Provided entries:
---

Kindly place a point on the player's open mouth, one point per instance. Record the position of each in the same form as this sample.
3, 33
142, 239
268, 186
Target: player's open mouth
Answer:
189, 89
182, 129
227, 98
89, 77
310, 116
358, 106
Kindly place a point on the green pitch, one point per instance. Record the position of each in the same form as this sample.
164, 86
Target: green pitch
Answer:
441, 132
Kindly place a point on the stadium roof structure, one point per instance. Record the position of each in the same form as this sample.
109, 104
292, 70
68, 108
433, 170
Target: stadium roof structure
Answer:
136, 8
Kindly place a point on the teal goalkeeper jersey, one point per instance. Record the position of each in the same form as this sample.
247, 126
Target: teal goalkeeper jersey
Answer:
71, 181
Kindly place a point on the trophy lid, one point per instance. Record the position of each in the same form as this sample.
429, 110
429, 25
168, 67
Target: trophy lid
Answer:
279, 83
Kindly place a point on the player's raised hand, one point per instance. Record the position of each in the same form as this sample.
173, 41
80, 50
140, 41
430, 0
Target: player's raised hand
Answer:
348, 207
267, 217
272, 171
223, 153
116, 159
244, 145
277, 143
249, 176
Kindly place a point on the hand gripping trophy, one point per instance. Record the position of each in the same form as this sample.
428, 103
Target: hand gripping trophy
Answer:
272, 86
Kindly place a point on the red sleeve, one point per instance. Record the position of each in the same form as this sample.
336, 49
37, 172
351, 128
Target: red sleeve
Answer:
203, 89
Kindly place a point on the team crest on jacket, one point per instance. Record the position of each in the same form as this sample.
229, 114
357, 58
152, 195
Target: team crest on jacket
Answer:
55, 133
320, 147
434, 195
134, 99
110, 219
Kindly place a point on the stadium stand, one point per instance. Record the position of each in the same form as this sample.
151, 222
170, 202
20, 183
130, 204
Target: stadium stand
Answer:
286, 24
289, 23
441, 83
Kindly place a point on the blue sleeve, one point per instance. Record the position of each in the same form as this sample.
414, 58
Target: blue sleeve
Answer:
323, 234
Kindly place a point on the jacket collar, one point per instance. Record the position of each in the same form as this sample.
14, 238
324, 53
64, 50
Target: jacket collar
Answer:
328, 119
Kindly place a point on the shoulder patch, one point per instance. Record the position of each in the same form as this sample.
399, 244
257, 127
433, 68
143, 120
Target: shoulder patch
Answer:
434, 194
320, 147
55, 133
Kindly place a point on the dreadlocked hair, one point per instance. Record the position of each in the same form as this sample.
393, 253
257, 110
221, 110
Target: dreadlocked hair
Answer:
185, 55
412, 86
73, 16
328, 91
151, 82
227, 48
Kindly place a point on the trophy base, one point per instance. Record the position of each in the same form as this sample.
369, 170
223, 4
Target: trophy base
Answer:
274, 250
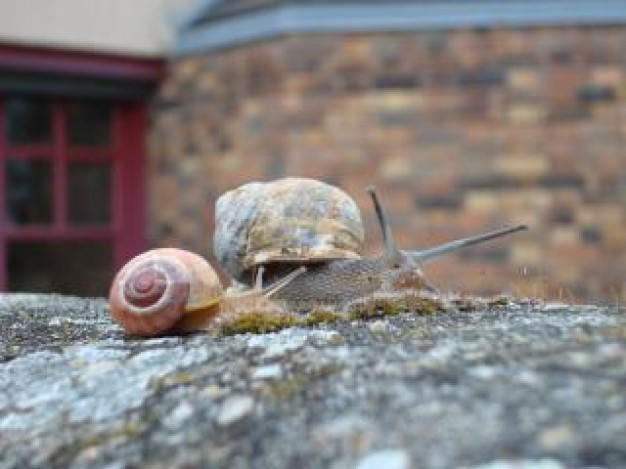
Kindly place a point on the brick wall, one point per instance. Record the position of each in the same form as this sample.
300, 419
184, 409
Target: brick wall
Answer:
461, 131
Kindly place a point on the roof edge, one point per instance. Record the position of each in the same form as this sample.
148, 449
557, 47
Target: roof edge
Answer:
391, 17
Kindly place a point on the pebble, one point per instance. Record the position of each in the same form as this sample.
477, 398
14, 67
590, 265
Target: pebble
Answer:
274, 371
179, 415
235, 409
388, 459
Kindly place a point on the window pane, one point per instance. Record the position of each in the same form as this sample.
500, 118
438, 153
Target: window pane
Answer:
89, 194
29, 120
76, 268
29, 191
90, 123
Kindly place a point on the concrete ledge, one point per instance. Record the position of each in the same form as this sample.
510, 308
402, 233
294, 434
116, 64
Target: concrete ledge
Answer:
511, 384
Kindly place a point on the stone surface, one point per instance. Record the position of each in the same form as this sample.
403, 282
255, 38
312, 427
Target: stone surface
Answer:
512, 384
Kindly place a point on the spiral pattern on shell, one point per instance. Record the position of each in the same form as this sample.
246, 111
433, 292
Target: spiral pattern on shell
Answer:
149, 294
155, 290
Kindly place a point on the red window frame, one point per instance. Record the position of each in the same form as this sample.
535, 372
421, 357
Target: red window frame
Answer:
127, 231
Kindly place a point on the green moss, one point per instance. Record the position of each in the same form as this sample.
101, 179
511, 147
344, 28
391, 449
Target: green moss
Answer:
259, 323
321, 316
395, 304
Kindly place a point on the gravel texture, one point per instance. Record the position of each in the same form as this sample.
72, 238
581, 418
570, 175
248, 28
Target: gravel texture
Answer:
523, 384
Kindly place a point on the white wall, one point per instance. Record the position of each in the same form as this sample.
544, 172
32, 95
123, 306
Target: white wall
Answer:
135, 27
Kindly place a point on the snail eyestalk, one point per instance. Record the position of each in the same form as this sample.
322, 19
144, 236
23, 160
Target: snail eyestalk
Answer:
422, 256
258, 281
282, 283
392, 254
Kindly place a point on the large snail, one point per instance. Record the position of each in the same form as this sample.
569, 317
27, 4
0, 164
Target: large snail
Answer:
169, 289
305, 222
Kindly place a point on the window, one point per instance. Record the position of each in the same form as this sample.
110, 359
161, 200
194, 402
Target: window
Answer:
71, 192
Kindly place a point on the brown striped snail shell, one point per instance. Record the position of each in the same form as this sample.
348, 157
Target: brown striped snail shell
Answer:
156, 289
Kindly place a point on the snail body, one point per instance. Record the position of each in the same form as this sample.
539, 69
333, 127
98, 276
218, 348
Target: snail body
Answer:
328, 280
173, 290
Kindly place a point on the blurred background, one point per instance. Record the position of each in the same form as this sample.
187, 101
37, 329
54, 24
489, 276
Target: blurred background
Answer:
122, 122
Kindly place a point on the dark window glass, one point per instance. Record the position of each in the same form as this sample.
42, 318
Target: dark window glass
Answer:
29, 120
29, 191
75, 268
90, 123
89, 193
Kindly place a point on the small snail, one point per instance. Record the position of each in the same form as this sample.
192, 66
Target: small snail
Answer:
267, 231
170, 289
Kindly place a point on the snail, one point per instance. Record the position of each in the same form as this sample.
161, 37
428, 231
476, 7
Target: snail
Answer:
275, 230
291, 220
170, 289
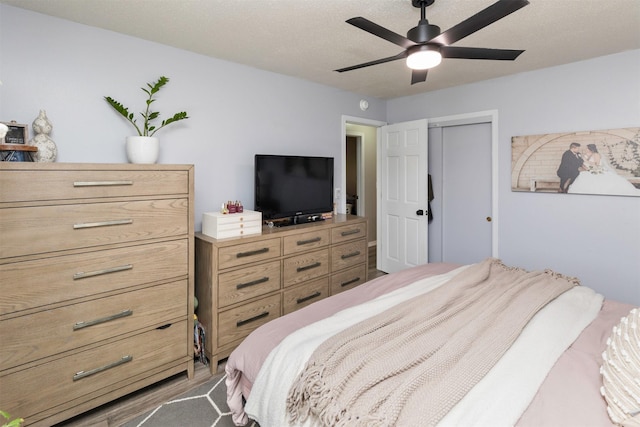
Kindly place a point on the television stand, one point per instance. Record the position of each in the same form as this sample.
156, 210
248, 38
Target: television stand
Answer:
294, 220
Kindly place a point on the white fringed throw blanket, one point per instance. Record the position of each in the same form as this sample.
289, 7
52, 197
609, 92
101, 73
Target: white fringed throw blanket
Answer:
378, 372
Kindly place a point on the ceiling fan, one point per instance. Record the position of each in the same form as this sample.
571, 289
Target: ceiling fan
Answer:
425, 45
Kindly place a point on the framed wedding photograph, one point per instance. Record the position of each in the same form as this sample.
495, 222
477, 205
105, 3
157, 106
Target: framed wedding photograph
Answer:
603, 162
17, 133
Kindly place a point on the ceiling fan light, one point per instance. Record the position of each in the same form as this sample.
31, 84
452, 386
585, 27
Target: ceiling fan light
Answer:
424, 59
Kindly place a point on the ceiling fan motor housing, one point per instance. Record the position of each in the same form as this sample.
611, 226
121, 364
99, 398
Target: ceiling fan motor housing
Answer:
420, 3
423, 32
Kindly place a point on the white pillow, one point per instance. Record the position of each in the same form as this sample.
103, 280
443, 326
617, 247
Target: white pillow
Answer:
621, 371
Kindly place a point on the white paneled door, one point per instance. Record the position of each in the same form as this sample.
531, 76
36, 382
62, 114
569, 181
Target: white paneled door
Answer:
402, 209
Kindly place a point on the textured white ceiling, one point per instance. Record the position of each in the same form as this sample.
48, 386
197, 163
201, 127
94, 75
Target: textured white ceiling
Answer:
309, 38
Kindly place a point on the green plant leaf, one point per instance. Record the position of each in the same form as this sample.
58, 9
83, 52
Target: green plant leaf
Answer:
148, 129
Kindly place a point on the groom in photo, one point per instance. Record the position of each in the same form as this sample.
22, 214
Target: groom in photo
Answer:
570, 166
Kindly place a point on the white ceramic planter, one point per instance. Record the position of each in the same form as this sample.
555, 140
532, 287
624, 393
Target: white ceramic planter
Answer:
142, 149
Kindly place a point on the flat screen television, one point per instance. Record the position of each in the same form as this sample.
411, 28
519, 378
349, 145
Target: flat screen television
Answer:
299, 188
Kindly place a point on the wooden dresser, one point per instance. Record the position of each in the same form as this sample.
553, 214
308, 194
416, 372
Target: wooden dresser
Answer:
242, 283
96, 283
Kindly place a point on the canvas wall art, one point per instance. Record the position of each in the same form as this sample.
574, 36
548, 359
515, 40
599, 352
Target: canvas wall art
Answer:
589, 162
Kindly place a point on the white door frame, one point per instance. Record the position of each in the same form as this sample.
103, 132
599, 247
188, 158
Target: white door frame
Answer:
360, 173
342, 198
489, 116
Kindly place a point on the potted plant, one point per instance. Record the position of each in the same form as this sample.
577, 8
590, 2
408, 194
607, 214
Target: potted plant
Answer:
144, 147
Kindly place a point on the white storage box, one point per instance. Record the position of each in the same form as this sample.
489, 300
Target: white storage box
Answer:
221, 226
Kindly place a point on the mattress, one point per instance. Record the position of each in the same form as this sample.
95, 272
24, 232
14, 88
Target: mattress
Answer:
569, 393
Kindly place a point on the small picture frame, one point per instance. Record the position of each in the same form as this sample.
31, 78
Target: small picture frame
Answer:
17, 134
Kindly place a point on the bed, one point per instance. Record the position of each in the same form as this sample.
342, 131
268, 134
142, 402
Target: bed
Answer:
562, 366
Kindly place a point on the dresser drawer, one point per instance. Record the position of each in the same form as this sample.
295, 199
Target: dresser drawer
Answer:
303, 295
348, 232
57, 330
305, 241
348, 279
30, 284
310, 265
86, 375
46, 185
245, 253
56, 228
237, 323
249, 282
348, 254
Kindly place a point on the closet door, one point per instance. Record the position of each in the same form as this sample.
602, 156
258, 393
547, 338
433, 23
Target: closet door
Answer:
462, 185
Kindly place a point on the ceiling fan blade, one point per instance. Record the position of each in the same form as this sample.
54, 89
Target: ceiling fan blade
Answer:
418, 76
478, 21
377, 30
401, 55
479, 53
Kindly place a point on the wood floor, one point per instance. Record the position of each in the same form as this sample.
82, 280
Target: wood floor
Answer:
122, 410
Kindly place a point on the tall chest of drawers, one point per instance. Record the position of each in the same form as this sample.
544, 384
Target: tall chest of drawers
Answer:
242, 283
96, 283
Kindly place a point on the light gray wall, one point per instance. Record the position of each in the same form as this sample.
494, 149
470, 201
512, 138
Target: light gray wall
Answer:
235, 111
596, 238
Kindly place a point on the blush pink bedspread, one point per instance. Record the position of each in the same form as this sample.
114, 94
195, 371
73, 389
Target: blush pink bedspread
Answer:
569, 396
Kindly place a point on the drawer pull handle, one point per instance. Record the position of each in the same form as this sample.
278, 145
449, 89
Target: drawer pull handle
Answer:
352, 254
309, 267
252, 319
102, 223
83, 374
81, 325
307, 298
250, 253
84, 275
348, 282
252, 283
100, 183
306, 242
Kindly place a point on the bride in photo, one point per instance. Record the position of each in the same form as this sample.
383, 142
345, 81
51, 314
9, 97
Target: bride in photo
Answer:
599, 178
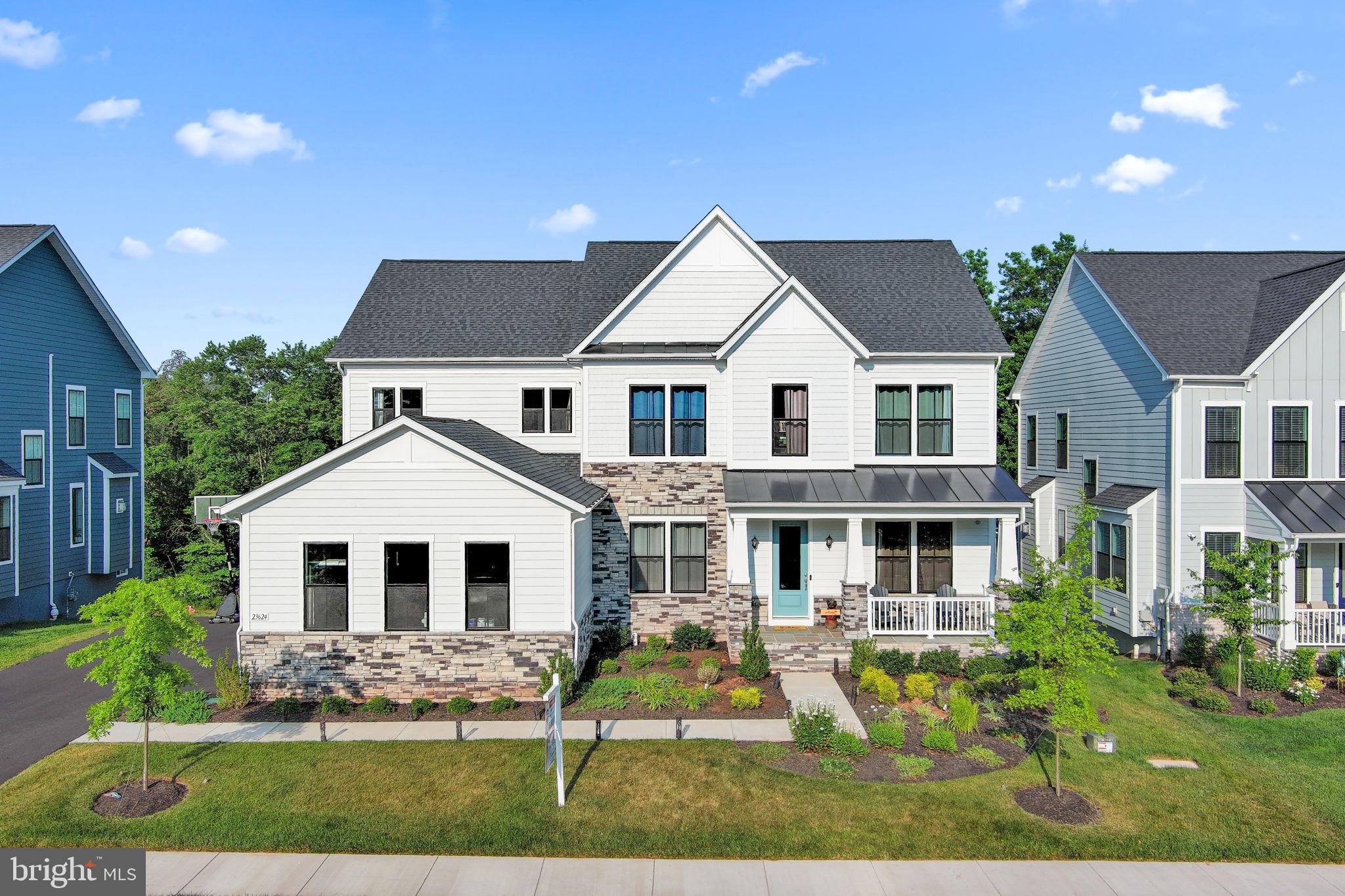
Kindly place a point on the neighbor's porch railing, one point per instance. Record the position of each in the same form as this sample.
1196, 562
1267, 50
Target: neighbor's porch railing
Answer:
931, 616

---

Required work: Take the lines from the one that contains "Kindly place a point on the wood floor, one" down to the last line of the listing above, both included, and set them down exactly, leaving out pictures.

Solution to this task:
Kindly place a point on the wood floor, one point per instance. Record the position of each in the same form as this sample.
82, 280
Target: wood floor
Answer:
122, 410
Kindly place a point on the tall chest of drawers, one point per instance. Record the position of each in the same form as this sample.
544, 384
Target: tall chest of drawers
Answer:
242, 283
96, 283
Kindly place a point on the light gray wall, one point per instance. Record the position of each in the same form as this sample.
494, 149
470, 201
512, 138
Target: light gray wall
Answer:
235, 111
596, 238
Kindly place a point on the blush pink bedspread, one point per instance. Record the position of each in the same form as this sample.
114, 94
195, 371
73, 389
Target: blush pink bedspread
Answer:
569, 396
Kindly place a point on the drawer pull handle, one point per instance. Record the position of each in the same form as this sample.
278, 145
449, 89
Target: drawer pull handle
Answer:
352, 254
309, 267
252, 319
102, 223
83, 374
81, 325
307, 298
250, 253
84, 275
348, 282
252, 283
100, 183
306, 242
Kindly place a point on the bride in photo, one point per instance. Record the position of each in the same form as this sample.
383, 142
345, 81
51, 314
9, 97
Target: bride in photo
Answer:
599, 178
Kindly place a point on the neighbor's porch railing, one point per instance. Record the position of each in the same form as this sample.
1196, 562
1267, 50
Target: neighbor's porch railing
Answer:
931, 616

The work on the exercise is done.